Task prompt |
Copy out every line of the data exactly; do not include the images.

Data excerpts
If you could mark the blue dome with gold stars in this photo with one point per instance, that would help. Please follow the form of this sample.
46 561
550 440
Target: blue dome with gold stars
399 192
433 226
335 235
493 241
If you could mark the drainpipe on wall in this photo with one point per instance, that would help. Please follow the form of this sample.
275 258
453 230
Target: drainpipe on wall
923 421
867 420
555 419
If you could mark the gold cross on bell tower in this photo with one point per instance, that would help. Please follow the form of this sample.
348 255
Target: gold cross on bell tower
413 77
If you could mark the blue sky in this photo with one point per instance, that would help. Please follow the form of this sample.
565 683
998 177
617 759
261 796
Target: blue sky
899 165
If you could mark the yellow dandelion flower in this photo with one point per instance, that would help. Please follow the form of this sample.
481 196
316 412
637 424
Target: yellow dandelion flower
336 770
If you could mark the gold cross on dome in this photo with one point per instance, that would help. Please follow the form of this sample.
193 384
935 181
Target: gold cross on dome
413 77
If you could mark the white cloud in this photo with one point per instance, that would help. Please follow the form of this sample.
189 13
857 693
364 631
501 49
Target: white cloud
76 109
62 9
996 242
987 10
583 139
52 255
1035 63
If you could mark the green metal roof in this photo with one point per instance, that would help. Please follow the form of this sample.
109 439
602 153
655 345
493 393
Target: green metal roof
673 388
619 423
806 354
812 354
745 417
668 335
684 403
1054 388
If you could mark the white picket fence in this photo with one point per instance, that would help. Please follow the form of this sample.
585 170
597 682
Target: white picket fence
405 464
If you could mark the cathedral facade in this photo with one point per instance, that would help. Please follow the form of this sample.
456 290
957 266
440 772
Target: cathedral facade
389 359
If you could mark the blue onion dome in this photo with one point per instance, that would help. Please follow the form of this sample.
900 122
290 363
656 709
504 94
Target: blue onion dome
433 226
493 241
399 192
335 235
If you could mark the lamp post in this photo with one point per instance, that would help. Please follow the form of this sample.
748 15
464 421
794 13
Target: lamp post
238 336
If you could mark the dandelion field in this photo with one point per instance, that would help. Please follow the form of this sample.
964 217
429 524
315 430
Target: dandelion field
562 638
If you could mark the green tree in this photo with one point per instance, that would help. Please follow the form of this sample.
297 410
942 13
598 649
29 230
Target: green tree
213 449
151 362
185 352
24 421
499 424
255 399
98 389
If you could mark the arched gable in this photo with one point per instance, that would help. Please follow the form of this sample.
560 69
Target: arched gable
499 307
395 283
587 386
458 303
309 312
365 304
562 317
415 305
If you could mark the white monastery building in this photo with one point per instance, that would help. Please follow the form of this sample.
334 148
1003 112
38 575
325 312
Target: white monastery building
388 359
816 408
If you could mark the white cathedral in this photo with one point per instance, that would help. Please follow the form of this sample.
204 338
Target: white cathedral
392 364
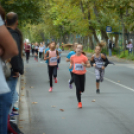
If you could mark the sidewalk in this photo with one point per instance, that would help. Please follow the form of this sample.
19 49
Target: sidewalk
113 59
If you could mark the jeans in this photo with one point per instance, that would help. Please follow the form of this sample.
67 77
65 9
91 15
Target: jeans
5 105
12 82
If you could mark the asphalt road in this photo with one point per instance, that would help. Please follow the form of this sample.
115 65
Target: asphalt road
111 113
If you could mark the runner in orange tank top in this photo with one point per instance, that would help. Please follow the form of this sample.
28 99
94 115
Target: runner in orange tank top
79 62
52 55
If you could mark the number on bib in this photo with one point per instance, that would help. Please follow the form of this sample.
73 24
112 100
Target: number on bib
79 67
53 59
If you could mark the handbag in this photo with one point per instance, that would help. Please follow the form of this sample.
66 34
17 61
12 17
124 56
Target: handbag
7 69
3 84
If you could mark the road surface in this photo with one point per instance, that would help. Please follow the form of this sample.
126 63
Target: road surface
111 113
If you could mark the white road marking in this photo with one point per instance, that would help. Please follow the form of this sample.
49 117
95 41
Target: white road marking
121 85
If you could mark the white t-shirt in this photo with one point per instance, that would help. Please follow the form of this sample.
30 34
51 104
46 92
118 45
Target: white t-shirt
1 21
41 49
3 84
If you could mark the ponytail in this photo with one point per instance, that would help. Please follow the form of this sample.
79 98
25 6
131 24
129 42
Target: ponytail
101 44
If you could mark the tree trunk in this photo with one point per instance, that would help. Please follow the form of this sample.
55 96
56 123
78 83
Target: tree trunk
91 44
116 40
103 33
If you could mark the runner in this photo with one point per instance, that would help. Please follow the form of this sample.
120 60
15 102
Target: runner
68 60
60 51
40 50
27 49
36 52
52 55
99 61
79 62
33 49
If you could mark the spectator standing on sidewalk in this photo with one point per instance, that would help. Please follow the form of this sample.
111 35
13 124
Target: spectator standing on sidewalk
28 48
41 50
8 49
17 61
110 47
130 47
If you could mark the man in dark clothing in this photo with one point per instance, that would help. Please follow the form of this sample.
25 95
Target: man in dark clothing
16 61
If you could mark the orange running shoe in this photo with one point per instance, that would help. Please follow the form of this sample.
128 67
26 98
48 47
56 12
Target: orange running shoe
56 81
50 90
79 105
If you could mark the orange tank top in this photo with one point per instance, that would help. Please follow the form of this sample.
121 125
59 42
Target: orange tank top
78 68
53 59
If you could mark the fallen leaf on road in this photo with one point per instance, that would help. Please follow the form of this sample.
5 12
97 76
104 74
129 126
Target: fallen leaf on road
53 106
62 110
34 102
93 100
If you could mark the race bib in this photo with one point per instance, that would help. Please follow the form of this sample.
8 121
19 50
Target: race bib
130 49
53 59
99 65
79 67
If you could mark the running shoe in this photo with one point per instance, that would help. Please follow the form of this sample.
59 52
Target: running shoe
55 79
13 113
98 91
70 85
15 109
36 59
79 105
50 90
12 119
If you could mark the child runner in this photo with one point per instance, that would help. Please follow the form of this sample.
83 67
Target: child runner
79 62
60 51
36 52
47 61
52 55
99 61
68 60
40 50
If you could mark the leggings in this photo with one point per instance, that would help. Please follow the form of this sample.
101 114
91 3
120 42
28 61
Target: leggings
27 56
80 85
72 79
99 73
52 72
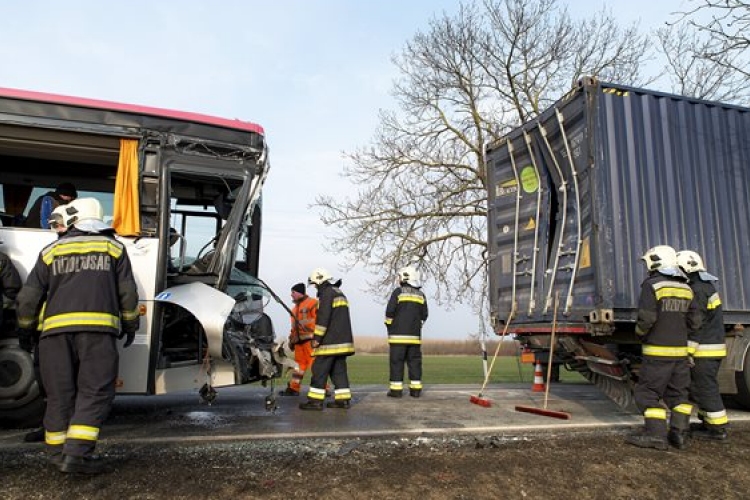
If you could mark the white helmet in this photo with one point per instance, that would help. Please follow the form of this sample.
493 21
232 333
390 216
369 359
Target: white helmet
59 218
690 262
660 257
86 214
319 276
408 275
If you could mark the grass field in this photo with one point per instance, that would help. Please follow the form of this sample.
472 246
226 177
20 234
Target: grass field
368 369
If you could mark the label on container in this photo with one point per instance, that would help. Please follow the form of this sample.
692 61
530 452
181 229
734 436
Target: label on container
529 181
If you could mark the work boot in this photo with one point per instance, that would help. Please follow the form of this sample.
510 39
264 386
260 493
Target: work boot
710 433
55 460
81 465
311 405
342 403
643 440
35 436
678 439
288 392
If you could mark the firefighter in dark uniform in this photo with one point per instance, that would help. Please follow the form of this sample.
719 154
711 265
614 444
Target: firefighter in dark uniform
91 301
332 344
667 314
58 222
707 348
404 315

Result of the exercise |
If you could mark the blue dome with gold stars in this photo with one point per instance, that would help. Please follow the form of this sample.
46 561
550 440
Target: blue dome with gold stars
399 192
433 226
335 235
493 241
If you could mark the drainpipe on wall in this photo with one point per instance, that would help. Please follow the form of this sample.
275 258
453 230
Target: drainpipe on wall
923 421
867 420
555 419
If you could mark the gold cross on bell tower in this photo with one point per instance, that would help. Please follow the form of this sample.
348 255
Target: gold cross on bell tower
413 77
If you could mark the blue sky in this photo with one point per instance, that would help. Please follow the form of this sample.
565 683
998 177
617 759
261 796
Target: blue sky
899 165
If you could mark the yellow dandelion flower in this photo with one point per instance, that would help. Please follow the form of this sample.
481 196
316 412
637 424
Target: yellow dandelion flower
336 770
If you could mark the gold cross on dome in this photo with one point per instance, that would help. Please follow the form of this sample.
193 384
935 181
Target: gold cross on dome
413 77
If you could mark the white cloud in this photo with one point per instance, that would help. Please follow the form of this sample.
189 13
857 693
364 631
501 49
Target: white cloud
76 109
62 9
996 242
987 10
583 139
52 255
1035 63
If you could mark the green metal roof in this photo with one point per instance, that would help. Please follow the form of this sample.
109 439
602 153
655 345
493 393
Target: green metal roof
673 388
619 423
806 354
812 354
745 417
668 335
684 403
1054 388
If you could mark the white picket fence in this photo with one point per instance, that would help. Please follow the form of this sample.
585 170
597 682
Target: white picket fence
405 464
If you could mark the cathedral facade in this photo with one point per instance, that would help. Please follow the form of this sample.
456 290
957 266
440 772
Target: cathedral facade
389 359
If you could mark the blue onion dome in this photo with one point per instance, that would help. Please follow the form of this sample.
900 122
290 363
656 709
504 94
Target: blue onion dome
433 226
493 241
399 192
335 235
If you could mark the lamp post in this photo with one point per instance, that would help. Please follow the form of this sample.
748 15
464 421
794 13
Target: lamp post
238 336
If you could mark the dandelion field in this photo with one point per instance, that would help. Please follow the form of this sample.
964 217
429 524
315 430
Target: dandelion field
562 638
If you could mark the green tree in this photo with one point per instance, that would help. Please follow the form of this sample.
297 410
942 13
598 649
29 230
Target: green tree
213 449
151 362
185 352
24 421
499 424
255 399
98 389
If you could mark the arched gable in this photo with one point per instance, that would help. Please follow the form of this sample.
560 69
Target: arched gable
499 307
395 283
587 386
458 303
309 312
365 304
562 317
415 305
If you could mark the white monastery building in this photo with one point per instance, that would help. Please follow the form of this sample.
334 148
1003 112
38 575
325 312
Target: white monastery building
388 359
816 408
If you could mark the white cathedral in this photo with one point per instance, that would help. Please follow the form of this sample.
204 338
Target: white cathedral
392 364
If you could mark the sidewalk in this photo with one point per instance, that would help. Please follow the form of this sample.
19 49
Target: sidewalk
113 59
If you could mark the jeans in this photo with one point per instance, that would help. Please follow the form of this sample.
67 77
65 9
91 15
Target: jeans
5 105
12 82
If you could mark the asphalt road in this photo with one point per instance, that would help. Please follow the form of this sample.
115 65
Target: asphalt road
111 113
If you could mark the runner in orange tank top in this photo with one point per instance, that would help. Please follow the form of this sample.
28 99
94 115
Target: runner in orange tank top
79 62
52 55
If you could mark the number on bib in this photo with one point per instance, that would help. Please follow the form of this sample.
73 24
112 100
Target: number on bib
79 67
53 59
If you could mark the handbag in this photo with one point per instance, that would help. Please follow the form of this sample.
66 34
17 61
12 17
124 56
Target: handbag
7 69
3 84
If you could mark the road surface in this photo with one point per instance, that would help. Please follow the form of this sample.
126 63
Target: road surface
111 113
If you could mark the white road marking in this photo with one point per instance, that would help. Please follow the form of this sample.
49 117
95 41
Target: white road marking
121 85
If you could mark the white t-shirt in this photo with one point per instance, that would help. Please follow the form of this sample.
30 34
51 104
46 92
118 45
Target: white t-shirt
1 21
41 49
3 84
If you could mark the ponytail in this photo with one point per instance, that would help. Please follow the form of this sample.
79 98
25 6
131 24
129 42
Target: ponytail
101 44
If you could mark the tree trunk in this photo with one point per instance, that would help. Please follow the form of this sample.
55 96
56 123
78 83
Target: tree trunk
91 44
116 40
103 33
If you could mark the runner in this photo with one point per instance, that would help. Please follow the form of this sample.
120 60
15 102
Target: runner
68 60
60 51
40 50
27 49
36 52
52 55
99 61
79 62
33 49
If you could mark the spectator standing on sidewalk in this photo with one point per instance, that would help. Please follow the form of this sample.
111 35
13 124
Target: spectator standing on sidewalk
28 48
41 50
8 49
17 61
110 47
130 47
If you could mark the man in dark clothing in this photo with one point per instance, that would help. Please follow the form of this sample.
25 95
Target: man in dark clothing
16 61
If you could mark the orange running shoe in this photo with one point per instance, that would help. Please follow the form of this sample.
128 67
26 98
48 47
56 12
Target: orange running shoe
56 81
50 90
79 105
If you could mark the orange tank top in this photo with one point per instance, that would help. Please follow the form of this sample.
121 125
59 42
Target: orange tank top
78 68
53 59
If you could mark the fallen leaf on road in this photo with one point per instance, that would help. Please follow the form of this sample.
5 12
97 76
104 74
129 126
Target: fallen leaf on road
53 106
62 110
34 102
93 100
If you could mark the race bib in this photo with one point per instance, that would help. Please follow the form of this sample.
8 121
19 50
Target: race bib
130 49
53 59
99 65
79 67
If you could mark the running shoe in this photo with one point per instance, that would help. Please follow the form of this sample.
59 52
Target: running shoe
55 79
13 113
98 91
70 85
15 109
36 59
79 105
50 90
12 119
If you could mark the child runner in this photo with one point per instance, that would help. Please follow the form of this sample.
83 67
Target: child runner
79 62
60 51
36 52
47 61
52 55
99 61
68 60
40 50
If you could mark the leggings in this photo with one point per instance, that would help. Please follow the form of this sample.
101 114
91 3
120 42
28 61
Target: leggings
27 56
80 85
72 79
99 73
52 72
If you could mark the white helmet in this photo with one point per instance, that would help. Please follow the form of this sample.
493 21
232 333
390 216
369 359
Target: white helmet
59 218
690 262
660 257
86 214
319 276
408 275
If you could mark the grass field in this photo with one point per instance, that would help. Please follow the form of this sample.
472 246
226 177
20 234
Target: grass field
368 369
If you could mark the label on container in this photo with one point per instance, that would help. Please follow the form of this sample.
692 61
530 452
181 229
734 436
Target: label on container
529 181
If you could mark the work boot in this photo with one point per instance, that would help. Please follow the form of this sample.
510 39
264 386
260 493
Target: work boot
710 433
55 460
81 465
311 405
342 403
643 440
35 436
678 439
288 392
If you could mark the firefighter in dark uniform in this photo with one point per instance, that would help. Please follow the form of this sample.
719 154
711 265
614 444
Target: firefighter in dark uniform
91 301
332 344
667 314
58 222
707 348
404 315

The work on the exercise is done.